- **Stated exercise**
Substitute "List the coordinates" for every "Record the coordinates" in the entries below and leave everything else unchanged. Omit the pictures from your answer.

(Part of a data file)

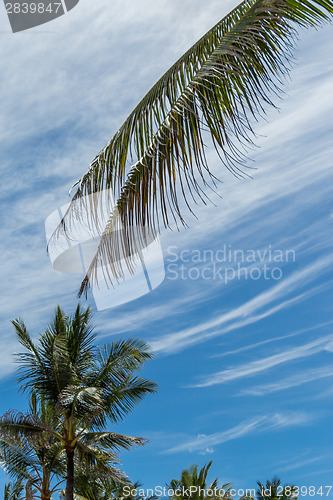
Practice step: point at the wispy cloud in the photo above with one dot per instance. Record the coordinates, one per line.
(289, 382)
(257, 425)
(253, 310)
(255, 367)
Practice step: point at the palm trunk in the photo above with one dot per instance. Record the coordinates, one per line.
(70, 475)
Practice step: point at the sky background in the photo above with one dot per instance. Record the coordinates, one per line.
(245, 368)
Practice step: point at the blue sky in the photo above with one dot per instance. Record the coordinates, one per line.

- **Result of the exercise**
Practice step: point at the wispy cloud in the photo above with one dot per instance. List the coordinates, one per line.
(289, 382)
(257, 425)
(253, 310)
(255, 367)
Practice step: point at the palm trunk in the photo above with one dot per instance. List the coordinates, one per line.
(70, 475)
Practice step: point at the sky background in the photo above with one dot per instance. List the coordinates, one per line.
(245, 368)
Practice step: point at the blue sky in the photo above with one dot per instance. List the coordinates, one per line.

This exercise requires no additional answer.